Return, word for word, only the lines of the data below that lie between the line with "Query: Where is the riverbank?" and the line with "Query: Where is the farmland field?", those two lines included.

*** Listed entries Section Begins ***

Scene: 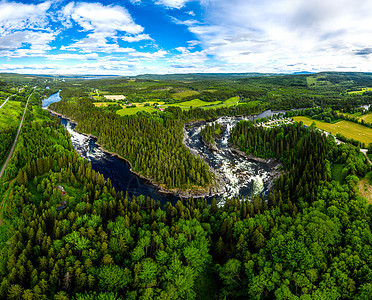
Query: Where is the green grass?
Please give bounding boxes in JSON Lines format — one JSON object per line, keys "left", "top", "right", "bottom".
{"left": 347, "top": 87, "right": 372, "bottom": 95}
{"left": 172, "top": 90, "right": 200, "bottom": 100}
{"left": 339, "top": 111, "right": 363, "bottom": 118}
{"left": 0, "top": 101, "right": 22, "bottom": 129}
{"left": 167, "top": 99, "right": 222, "bottom": 108}
{"left": 117, "top": 106, "right": 160, "bottom": 116}
{"left": 224, "top": 96, "right": 240, "bottom": 104}
{"left": 243, "top": 100, "right": 261, "bottom": 108}
{"left": 166, "top": 97, "right": 241, "bottom": 110}
{"left": 360, "top": 113, "right": 372, "bottom": 123}
{"left": 113, "top": 97, "right": 257, "bottom": 115}
{"left": 293, "top": 116, "right": 372, "bottom": 145}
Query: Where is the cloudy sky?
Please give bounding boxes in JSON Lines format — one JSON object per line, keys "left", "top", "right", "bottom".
{"left": 0, "top": 0, "right": 372, "bottom": 75}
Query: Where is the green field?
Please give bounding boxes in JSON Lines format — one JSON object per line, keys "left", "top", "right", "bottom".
{"left": 347, "top": 87, "right": 372, "bottom": 95}
{"left": 117, "top": 106, "right": 160, "bottom": 116}
{"left": 167, "top": 98, "right": 222, "bottom": 108}
{"left": 172, "top": 90, "right": 200, "bottom": 100}
{"left": 337, "top": 111, "right": 372, "bottom": 122}
{"left": 293, "top": 116, "right": 372, "bottom": 145}
{"left": 360, "top": 113, "right": 372, "bottom": 123}
{"left": 0, "top": 101, "right": 22, "bottom": 129}
{"left": 115, "top": 97, "right": 255, "bottom": 115}
{"left": 166, "top": 96, "right": 240, "bottom": 110}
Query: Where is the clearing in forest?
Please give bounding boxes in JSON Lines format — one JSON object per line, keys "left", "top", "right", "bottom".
{"left": 293, "top": 116, "right": 372, "bottom": 145}
{"left": 0, "top": 101, "right": 22, "bottom": 129}
{"left": 360, "top": 113, "right": 372, "bottom": 123}
{"left": 104, "top": 95, "right": 126, "bottom": 100}
{"left": 172, "top": 90, "right": 200, "bottom": 100}
{"left": 347, "top": 87, "right": 372, "bottom": 95}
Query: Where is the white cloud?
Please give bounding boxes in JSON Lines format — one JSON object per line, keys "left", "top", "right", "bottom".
{"left": 175, "top": 0, "right": 372, "bottom": 72}
{"left": 59, "top": 2, "right": 152, "bottom": 54}
{"left": 46, "top": 53, "right": 99, "bottom": 61}
{"left": 121, "top": 34, "right": 153, "bottom": 43}
{"left": 0, "top": 30, "right": 57, "bottom": 57}
{"left": 129, "top": 49, "right": 167, "bottom": 59}
{"left": 64, "top": 2, "right": 143, "bottom": 35}
{"left": 62, "top": 32, "right": 137, "bottom": 53}
{"left": 155, "top": 0, "right": 191, "bottom": 9}
{"left": 0, "top": 1, "right": 52, "bottom": 35}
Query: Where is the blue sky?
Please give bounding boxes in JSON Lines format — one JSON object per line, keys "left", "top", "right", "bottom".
{"left": 1, "top": 0, "right": 372, "bottom": 75}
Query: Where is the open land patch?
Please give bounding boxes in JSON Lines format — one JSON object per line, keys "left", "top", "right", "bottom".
{"left": 104, "top": 95, "right": 125, "bottom": 100}
{"left": 0, "top": 101, "right": 22, "bottom": 129}
{"left": 172, "top": 90, "right": 200, "bottom": 100}
{"left": 347, "top": 87, "right": 372, "bottom": 95}
{"left": 360, "top": 113, "right": 372, "bottom": 123}
{"left": 358, "top": 178, "right": 372, "bottom": 204}
{"left": 292, "top": 116, "right": 372, "bottom": 145}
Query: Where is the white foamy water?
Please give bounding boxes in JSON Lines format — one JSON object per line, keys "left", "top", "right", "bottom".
{"left": 184, "top": 116, "right": 275, "bottom": 204}
{"left": 63, "top": 119, "right": 105, "bottom": 161}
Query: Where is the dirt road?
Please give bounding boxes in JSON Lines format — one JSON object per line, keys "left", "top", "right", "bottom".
{"left": 0, "top": 94, "right": 15, "bottom": 110}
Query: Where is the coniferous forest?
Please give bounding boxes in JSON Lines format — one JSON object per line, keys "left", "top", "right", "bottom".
{"left": 0, "top": 73, "right": 371, "bottom": 299}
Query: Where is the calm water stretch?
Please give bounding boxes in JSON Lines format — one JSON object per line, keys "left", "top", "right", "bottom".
{"left": 42, "top": 91, "right": 284, "bottom": 205}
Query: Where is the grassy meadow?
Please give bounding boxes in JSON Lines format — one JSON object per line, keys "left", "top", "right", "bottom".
{"left": 96, "top": 96, "right": 245, "bottom": 115}
{"left": 360, "top": 113, "right": 372, "bottom": 123}
{"left": 0, "top": 101, "right": 22, "bottom": 129}
{"left": 293, "top": 116, "right": 372, "bottom": 145}
{"left": 172, "top": 90, "right": 200, "bottom": 100}
{"left": 347, "top": 87, "right": 372, "bottom": 95}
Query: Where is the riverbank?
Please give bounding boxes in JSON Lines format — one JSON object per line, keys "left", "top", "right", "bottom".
{"left": 48, "top": 108, "right": 225, "bottom": 199}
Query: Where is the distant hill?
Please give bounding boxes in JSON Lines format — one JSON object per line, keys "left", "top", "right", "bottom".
{"left": 133, "top": 73, "right": 283, "bottom": 81}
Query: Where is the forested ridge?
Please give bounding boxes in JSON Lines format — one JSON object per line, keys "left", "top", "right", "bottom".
{"left": 230, "top": 121, "right": 370, "bottom": 204}
{"left": 49, "top": 98, "right": 213, "bottom": 192}
{"left": 0, "top": 106, "right": 371, "bottom": 299}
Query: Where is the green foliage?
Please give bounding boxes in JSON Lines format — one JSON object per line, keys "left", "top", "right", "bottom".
{"left": 200, "top": 122, "right": 221, "bottom": 148}
{"left": 0, "top": 73, "right": 371, "bottom": 300}
{"left": 50, "top": 98, "right": 213, "bottom": 190}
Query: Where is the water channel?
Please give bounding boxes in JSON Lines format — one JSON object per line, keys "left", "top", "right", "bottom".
{"left": 42, "top": 91, "right": 285, "bottom": 205}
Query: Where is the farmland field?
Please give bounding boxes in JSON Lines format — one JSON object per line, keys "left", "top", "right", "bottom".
{"left": 117, "top": 106, "right": 160, "bottom": 116}
{"left": 172, "top": 90, "right": 200, "bottom": 100}
{"left": 167, "top": 98, "right": 221, "bottom": 108}
{"left": 292, "top": 116, "right": 372, "bottom": 145}
{"left": 360, "top": 113, "right": 372, "bottom": 123}
{"left": 104, "top": 95, "right": 125, "bottom": 100}
{"left": 166, "top": 96, "right": 240, "bottom": 110}
{"left": 347, "top": 87, "right": 372, "bottom": 95}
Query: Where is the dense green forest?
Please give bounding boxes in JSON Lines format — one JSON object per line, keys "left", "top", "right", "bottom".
{"left": 0, "top": 95, "right": 371, "bottom": 299}
{"left": 0, "top": 72, "right": 371, "bottom": 299}
{"left": 200, "top": 122, "right": 221, "bottom": 149}
{"left": 49, "top": 98, "right": 213, "bottom": 192}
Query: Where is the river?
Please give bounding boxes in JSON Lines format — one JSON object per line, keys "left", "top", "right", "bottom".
{"left": 42, "top": 91, "right": 284, "bottom": 205}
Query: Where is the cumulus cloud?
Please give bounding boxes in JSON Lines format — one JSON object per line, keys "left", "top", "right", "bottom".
{"left": 0, "top": 0, "right": 52, "bottom": 35}
{"left": 175, "top": 0, "right": 372, "bottom": 72}
{"left": 128, "top": 49, "right": 167, "bottom": 59}
{"left": 60, "top": 2, "right": 152, "bottom": 54}
{"left": 62, "top": 2, "right": 143, "bottom": 35}
{"left": 0, "top": 1, "right": 56, "bottom": 57}
{"left": 155, "top": 0, "right": 191, "bottom": 9}
{"left": 121, "top": 34, "right": 153, "bottom": 43}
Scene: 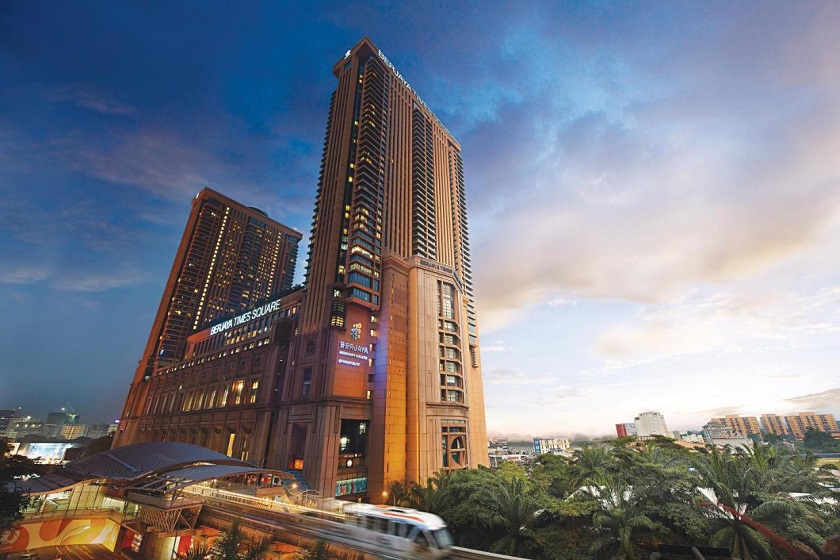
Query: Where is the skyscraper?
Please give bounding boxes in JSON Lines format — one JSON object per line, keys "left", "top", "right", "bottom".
{"left": 274, "top": 37, "right": 488, "bottom": 499}
{"left": 114, "top": 188, "right": 302, "bottom": 447}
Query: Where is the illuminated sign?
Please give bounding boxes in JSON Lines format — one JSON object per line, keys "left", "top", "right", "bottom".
{"left": 335, "top": 477, "right": 367, "bottom": 496}
{"left": 337, "top": 340, "right": 369, "bottom": 368}
{"left": 377, "top": 49, "right": 452, "bottom": 137}
{"left": 210, "top": 298, "right": 284, "bottom": 335}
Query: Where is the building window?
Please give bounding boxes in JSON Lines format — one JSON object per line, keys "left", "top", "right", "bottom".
{"left": 301, "top": 368, "right": 312, "bottom": 398}
{"left": 442, "top": 423, "right": 468, "bottom": 470}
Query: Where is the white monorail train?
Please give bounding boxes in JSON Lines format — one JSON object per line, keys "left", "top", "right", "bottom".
{"left": 337, "top": 503, "right": 454, "bottom": 559}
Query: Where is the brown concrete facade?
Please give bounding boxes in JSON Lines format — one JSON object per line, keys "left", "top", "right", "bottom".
{"left": 114, "top": 38, "right": 489, "bottom": 503}
{"left": 283, "top": 37, "right": 488, "bottom": 500}
{"left": 115, "top": 188, "right": 302, "bottom": 448}
{"left": 119, "top": 291, "right": 303, "bottom": 467}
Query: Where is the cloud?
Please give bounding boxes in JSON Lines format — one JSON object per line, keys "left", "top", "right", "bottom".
{"left": 697, "top": 406, "right": 745, "bottom": 418}
{"left": 0, "top": 265, "right": 50, "bottom": 285}
{"left": 784, "top": 388, "right": 840, "bottom": 411}
{"left": 56, "top": 270, "right": 146, "bottom": 292}
{"left": 484, "top": 368, "right": 557, "bottom": 386}
{"left": 462, "top": 7, "right": 840, "bottom": 329}
{"left": 482, "top": 341, "right": 514, "bottom": 353}
{"left": 46, "top": 84, "right": 137, "bottom": 117}
{"left": 594, "top": 288, "right": 840, "bottom": 363}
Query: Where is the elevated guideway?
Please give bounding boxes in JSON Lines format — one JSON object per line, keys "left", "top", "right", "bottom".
{"left": 184, "top": 487, "right": 521, "bottom": 560}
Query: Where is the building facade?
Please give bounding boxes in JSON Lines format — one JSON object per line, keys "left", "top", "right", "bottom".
{"left": 277, "top": 37, "right": 488, "bottom": 500}
{"left": 634, "top": 411, "right": 671, "bottom": 438}
{"left": 760, "top": 413, "right": 790, "bottom": 436}
{"left": 533, "top": 437, "right": 571, "bottom": 454}
{"left": 114, "top": 188, "right": 302, "bottom": 448}
{"left": 711, "top": 414, "right": 761, "bottom": 437}
{"left": 125, "top": 291, "right": 303, "bottom": 466}
{"left": 784, "top": 411, "right": 840, "bottom": 440}
{"left": 113, "top": 39, "right": 489, "bottom": 502}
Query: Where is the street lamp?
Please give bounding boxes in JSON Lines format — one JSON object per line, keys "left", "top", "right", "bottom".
{"left": 55, "top": 525, "right": 90, "bottom": 559}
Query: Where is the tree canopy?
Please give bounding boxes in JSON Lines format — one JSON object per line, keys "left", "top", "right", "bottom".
{"left": 398, "top": 439, "right": 840, "bottom": 559}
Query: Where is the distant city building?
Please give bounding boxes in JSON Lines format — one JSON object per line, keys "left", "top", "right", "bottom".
{"left": 60, "top": 424, "right": 86, "bottom": 440}
{"left": 115, "top": 187, "right": 302, "bottom": 448}
{"left": 6, "top": 417, "right": 50, "bottom": 438}
{"left": 674, "top": 431, "right": 705, "bottom": 444}
{"left": 784, "top": 412, "right": 840, "bottom": 440}
{"left": 702, "top": 419, "right": 752, "bottom": 449}
{"left": 760, "top": 413, "right": 790, "bottom": 436}
{"left": 615, "top": 422, "right": 637, "bottom": 437}
{"left": 45, "top": 409, "right": 79, "bottom": 438}
{"left": 83, "top": 423, "right": 118, "bottom": 439}
{"left": 0, "top": 409, "right": 19, "bottom": 434}
{"left": 634, "top": 412, "right": 671, "bottom": 438}
{"left": 533, "top": 437, "right": 571, "bottom": 454}
{"left": 711, "top": 414, "right": 761, "bottom": 437}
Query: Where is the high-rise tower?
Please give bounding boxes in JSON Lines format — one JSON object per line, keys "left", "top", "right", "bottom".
{"left": 275, "top": 38, "right": 488, "bottom": 500}
{"left": 114, "top": 187, "right": 302, "bottom": 447}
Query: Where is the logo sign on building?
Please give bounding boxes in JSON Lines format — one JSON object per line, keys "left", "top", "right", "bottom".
{"left": 210, "top": 298, "right": 284, "bottom": 336}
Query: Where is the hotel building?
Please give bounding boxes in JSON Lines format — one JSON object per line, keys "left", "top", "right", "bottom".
{"left": 114, "top": 188, "right": 302, "bottom": 447}
{"left": 113, "top": 38, "right": 489, "bottom": 502}
{"left": 276, "top": 37, "right": 488, "bottom": 500}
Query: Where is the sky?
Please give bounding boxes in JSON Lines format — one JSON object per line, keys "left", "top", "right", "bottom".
{"left": 2, "top": 2, "right": 840, "bottom": 439}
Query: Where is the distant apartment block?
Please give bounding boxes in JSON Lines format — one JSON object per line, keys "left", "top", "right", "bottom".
{"left": 0, "top": 409, "right": 18, "bottom": 435}
{"left": 760, "top": 413, "right": 789, "bottom": 436}
{"left": 702, "top": 419, "right": 752, "bottom": 449}
{"left": 615, "top": 422, "right": 637, "bottom": 437}
{"left": 533, "top": 437, "right": 571, "bottom": 454}
{"left": 634, "top": 411, "right": 671, "bottom": 438}
{"left": 674, "top": 431, "right": 705, "bottom": 444}
{"left": 784, "top": 411, "right": 840, "bottom": 440}
{"left": 711, "top": 414, "right": 761, "bottom": 437}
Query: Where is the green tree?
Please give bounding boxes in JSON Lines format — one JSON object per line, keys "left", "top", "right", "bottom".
{"left": 209, "top": 521, "right": 268, "bottom": 560}
{"left": 568, "top": 445, "right": 613, "bottom": 488}
{"left": 293, "top": 540, "right": 331, "bottom": 560}
{"left": 694, "top": 444, "right": 832, "bottom": 559}
{"left": 0, "top": 438, "right": 43, "bottom": 537}
{"left": 802, "top": 429, "right": 840, "bottom": 453}
{"left": 480, "top": 477, "right": 543, "bottom": 558}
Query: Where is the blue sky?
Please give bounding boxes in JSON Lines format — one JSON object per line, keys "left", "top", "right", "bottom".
{"left": 2, "top": 2, "right": 840, "bottom": 438}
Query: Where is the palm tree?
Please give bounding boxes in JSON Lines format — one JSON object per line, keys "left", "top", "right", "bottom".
{"left": 569, "top": 444, "right": 612, "bottom": 489}
{"left": 695, "top": 446, "right": 819, "bottom": 560}
{"left": 481, "top": 477, "right": 543, "bottom": 558}
{"left": 209, "top": 521, "right": 269, "bottom": 560}
{"left": 587, "top": 480, "right": 671, "bottom": 560}
{"left": 406, "top": 471, "right": 451, "bottom": 515}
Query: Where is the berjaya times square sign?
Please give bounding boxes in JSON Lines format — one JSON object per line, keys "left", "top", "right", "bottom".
{"left": 210, "top": 298, "right": 284, "bottom": 336}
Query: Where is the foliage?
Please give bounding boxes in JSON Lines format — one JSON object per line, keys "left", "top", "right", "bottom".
{"left": 292, "top": 540, "right": 331, "bottom": 560}
{"left": 394, "top": 440, "right": 840, "bottom": 559}
{"left": 209, "top": 521, "right": 269, "bottom": 560}
{"left": 177, "top": 543, "right": 211, "bottom": 560}
{"left": 0, "top": 438, "right": 43, "bottom": 537}
{"left": 802, "top": 428, "right": 840, "bottom": 453}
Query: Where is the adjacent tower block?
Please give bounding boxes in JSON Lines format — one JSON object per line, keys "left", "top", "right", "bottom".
{"left": 114, "top": 188, "right": 302, "bottom": 447}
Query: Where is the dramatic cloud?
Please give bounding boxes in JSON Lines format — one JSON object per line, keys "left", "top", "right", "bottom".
{"left": 785, "top": 388, "right": 840, "bottom": 411}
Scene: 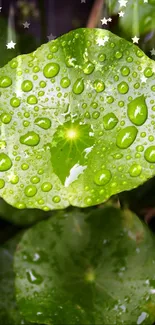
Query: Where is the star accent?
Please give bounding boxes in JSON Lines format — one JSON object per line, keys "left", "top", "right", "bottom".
{"left": 6, "top": 40, "right": 16, "bottom": 49}
{"left": 0, "top": 7, "right": 2, "bottom": 12}
{"left": 118, "top": 11, "right": 125, "bottom": 17}
{"left": 101, "top": 18, "right": 108, "bottom": 25}
{"left": 97, "top": 36, "right": 109, "bottom": 46}
{"left": 23, "top": 21, "right": 30, "bottom": 28}
{"left": 141, "top": 76, "right": 147, "bottom": 83}
{"left": 118, "top": 0, "right": 128, "bottom": 7}
{"left": 132, "top": 36, "right": 140, "bottom": 43}
{"left": 107, "top": 17, "right": 112, "bottom": 22}
{"left": 150, "top": 48, "right": 155, "bottom": 56}
{"left": 47, "top": 33, "right": 56, "bottom": 41}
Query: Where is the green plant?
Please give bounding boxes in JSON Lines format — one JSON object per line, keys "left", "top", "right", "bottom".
{"left": 1, "top": 27, "right": 155, "bottom": 324}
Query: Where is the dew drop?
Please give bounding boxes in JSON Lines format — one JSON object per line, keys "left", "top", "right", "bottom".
{"left": 93, "top": 80, "right": 105, "bottom": 92}
{"left": 24, "top": 185, "right": 37, "bottom": 197}
{"left": 116, "top": 126, "right": 138, "bottom": 149}
{"left": 129, "top": 164, "right": 142, "bottom": 177}
{"left": 127, "top": 95, "right": 148, "bottom": 126}
{"left": 144, "top": 67, "right": 153, "bottom": 78}
{"left": 94, "top": 169, "right": 112, "bottom": 186}
{"left": 0, "top": 153, "right": 12, "bottom": 171}
{"left": 30, "top": 176, "right": 40, "bottom": 184}
{"left": 121, "top": 66, "right": 130, "bottom": 76}
{"left": 20, "top": 131, "right": 40, "bottom": 146}
{"left": 26, "top": 269, "right": 43, "bottom": 284}
{"left": 10, "top": 97, "right": 21, "bottom": 107}
{"left": 117, "top": 81, "right": 129, "bottom": 94}
{"left": 144, "top": 146, "right": 155, "bottom": 163}
{"left": 41, "top": 182, "right": 52, "bottom": 192}
{"left": 60, "top": 77, "right": 71, "bottom": 88}
{"left": 83, "top": 62, "right": 95, "bottom": 74}
{"left": 27, "top": 95, "right": 38, "bottom": 105}
{"left": 52, "top": 195, "right": 61, "bottom": 203}
{"left": 34, "top": 117, "right": 51, "bottom": 130}
{"left": 0, "top": 76, "right": 12, "bottom": 88}
{"left": 73, "top": 78, "right": 84, "bottom": 94}
{"left": 0, "top": 179, "right": 5, "bottom": 189}
{"left": 103, "top": 112, "right": 118, "bottom": 130}
{"left": 21, "top": 80, "right": 33, "bottom": 92}
{"left": 43, "top": 62, "right": 60, "bottom": 78}
{"left": 1, "top": 112, "right": 12, "bottom": 124}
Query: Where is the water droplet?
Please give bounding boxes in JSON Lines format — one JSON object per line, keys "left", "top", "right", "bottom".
{"left": 103, "top": 113, "right": 118, "bottom": 130}
{"left": 24, "top": 185, "right": 37, "bottom": 197}
{"left": 27, "top": 95, "right": 38, "bottom": 105}
{"left": 39, "top": 81, "right": 46, "bottom": 88}
{"left": 30, "top": 176, "right": 40, "bottom": 184}
{"left": 117, "top": 81, "right": 129, "bottom": 94}
{"left": 50, "top": 44, "right": 58, "bottom": 53}
{"left": 0, "top": 76, "right": 12, "bottom": 88}
{"left": 34, "top": 117, "right": 51, "bottom": 130}
{"left": 10, "top": 60, "right": 18, "bottom": 69}
{"left": 10, "top": 175, "right": 19, "bottom": 184}
{"left": 94, "top": 169, "right": 111, "bottom": 185}
{"left": 129, "top": 164, "right": 142, "bottom": 177}
{"left": 144, "top": 67, "right": 153, "bottom": 78}
{"left": 93, "top": 80, "right": 105, "bottom": 92}
{"left": 1, "top": 112, "right": 12, "bottom": 124}
{"left": 92, "top": 111, "right": 100, "bottom": 119}
{"left": 0, "top": 153, "right": 12, "bottom": 171}
{"left": 98, "top": 53, "right": 106, "bottom": 62}
{"left": 20, "top": 131, "right": 40, "bottom": 146}
{"left": 21, "top": 163, "right": 29, "bottom": 170}
{"left": 116, "top": 126, "right": 138, "bottom": 149}
{"left": 21, "top": 80, "right": 33, "bottom": 92}
{"left": 127, "top": 95, "right": 148, "bottom": 126}
{"left": 26, "top": 269, "right": 43, "bottom": 284}
{"left": 0, "top": 179, "right": 5, "bottom": 188}
{"left": 41, "top": 182, "right": 52, "bottom": 192}
{"left": 73, "top": 78, "right": 84, "bottom": 94}
{"left": 60, "top": 77, "right": 71, "bottom": 88}
{"left": 115, "top": 51, "right": 122, "bottom": 59}
{"left": 83, "top": 62, "right": 95, "bottom": 74}
{"left": 10, "top": 97, "right": 21, "bottom": 107}
{"left": 144, "top": 146, "right": 155, "bottom": 163}
{"left": 121, "top": 66, "right": 130, "bottom": 76}
{"left": 52, "top": 195, "right": 61, "bottom": 203}
{"left": 43, "top": 62, "right": 60, "bottom": 78}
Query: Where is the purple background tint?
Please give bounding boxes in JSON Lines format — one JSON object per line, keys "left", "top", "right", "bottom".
{"left": 2, "top": 0, "right": 94, "bottom": 45}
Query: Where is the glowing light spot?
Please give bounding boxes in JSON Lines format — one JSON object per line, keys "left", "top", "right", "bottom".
{"left": 66, "top": 128, "right": 79, "bottom": 140}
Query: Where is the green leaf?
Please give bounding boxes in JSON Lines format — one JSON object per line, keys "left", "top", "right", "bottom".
{"left": 1, "top": 28, "right": 155, "bottom": 211}
{"left": 106, "top": 0, "right": 155, "bottom": 38}
{"left": 0, "top": 198, "right": 50, "bottom": 225}
{"left": 14, "top": 206, "right": 155, "bottom": 325}
{"left": 0, "top": 234, "right": 32, "bottom": 324}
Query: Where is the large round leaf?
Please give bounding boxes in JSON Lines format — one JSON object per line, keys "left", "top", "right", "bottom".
{"left": 1, "top": 28, "right": 155, "bottom": 210}
{"left": 14, "top": 206, "right": 155, "bottom": 325}
{"left": 0, "top": 234, "right": 32, "bottom": 324}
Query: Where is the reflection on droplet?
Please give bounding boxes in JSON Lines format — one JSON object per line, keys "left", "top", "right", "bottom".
{"left": 144, "top": 146, "right": 155, "bottom": 163}
{"left": 0, "top": 153, "right": 12, "bottom": 171}
{"left": 103, "top": 113, "right": 118, "bottom": 130}
{"left": 127, "top": 95, "right": 148, "bottom": 126}
{"left": 72, "top": 78, "right": 84, "bottom": 94}
{"left": 26, "top": 269, "right": 43, "bottom": 284}
{"left": 43, "top": 62, "right": 60, "bottom": 78}
{"left": 116, "top": 126, "right": 138, "bottom": 149}
{"left": 129, "top": 164, "right": 142, "bottom": 177}
{"left": 20, "top": 131, "right": 40, "bottom": 146}
{"left": 94, "top": 169, "right": 112, "bottom": 186}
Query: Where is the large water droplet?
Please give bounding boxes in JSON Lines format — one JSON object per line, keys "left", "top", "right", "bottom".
{"left": 27, "top": 95, "right": 38, "bottom": 105}
{"left": 1, "top": 112, "right": 12, "bottom": 124}
{"left": 41, "top": 182, "right": 52, "bottom": 192}
{"left": 144, "top": 146, "right": 155, "bottom": 163}
{"left": 129, "top": 164, "right": 142, "bottom": 177}
{"left": 83, "top": 61, "right": 95, "bottom": 75}
{"left": 34, "top": 117, "right": 51, "bottom": 130}
{"left": 43, "top": 62, "right": 60, "bottom": 78}
{"left": 103, "top": 113, "right": 118, "bottom": 130}
{"left": 21, "top": 80, "right": 33, "bottom": 92}
{"left": 60, "top": 77, "right": 71, "bottom": 88}
{"left": 72, "top": 78, "right": 84, "bottom": 94}
{"left": 0, "top": 76, "right": 12, "bottom": 88}
{"left": 10, "top": 97, "right": 21, "bottom": 107}
{"left": 24, "top": 185, "right": 37, "bottom": 197}
{"left": 127, "top": 95, "right": 148, "bottom": 126}
{"left": 116, "top": 126, "right": 138, "bottom": 149}
{"left": 20, "top": 131, "right": 40, "bottom": 146}
{"left": 117, "top": 81, "right": 129, "bottom": 94}
{"left": 93, "top": 80, "right": 105, "bottom": 92}
{"left": 0, "top": 153, "right": 12, "bottom": 171}
{"left": 26, "top": 269, "right": 43, "bottom": 284}
{"left": 94, "top": 169, "right": 112, "bottom": 186}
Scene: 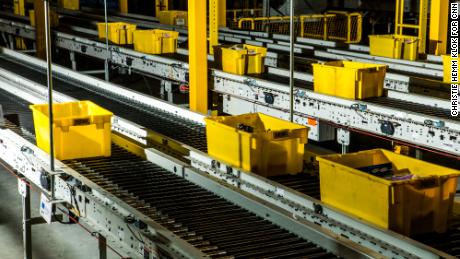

*** Listed entries Section Ends ***

> [Answer to this exercise]:
Query: Where is the riverbank?
Please give bounding boxes in JSON Lines format — one JSON object per line, keys "left", "top", "right", "bottom".
{"left": 48, "top": 108, "right": 225, "bottom": 199}
Query: Where is the distant hill?
Please give bounding boxes in JSON Lines format — one JSON object per line, keys "left", "top", "right", "bottom".
{"left": 133, "top": 73, "right": 283, "bottom": 81}
Query: Where is the forested ridge?
Please give bounding boxes in JSON Lines format — one JSON object per line, keys "left", "top", "right", "bottom".
{"left": 230, "top": 121, "right": 370, "bottom": 204}
{"left": 49, "top": 98, "right": 213, "bottom": 192}
{"left": 0, "top": 106, "right": 371, "bottom": 299}
Query: Where is the green foliage?
Please give bounding boxes in JSON Lines format — one JSON object per line, keys "left", "top", "right", "bottom".
{"left": 200, "top": 122, "right": 221, "bottom": 148}
{"left": 0, "top": 73, "right": 371, "bottom": 300}
{"left": 50, "top": 98, "right": 213, "bottom": 190}
Query: Where is the water channel?
Please give bounding boxes in JSON Lines format — one JSON object per line, keys "left", "top", "right", "bottom".
{"left": 42, "top": 91, "right": 285, "bottom": 205}
Query: Where is the farmland field?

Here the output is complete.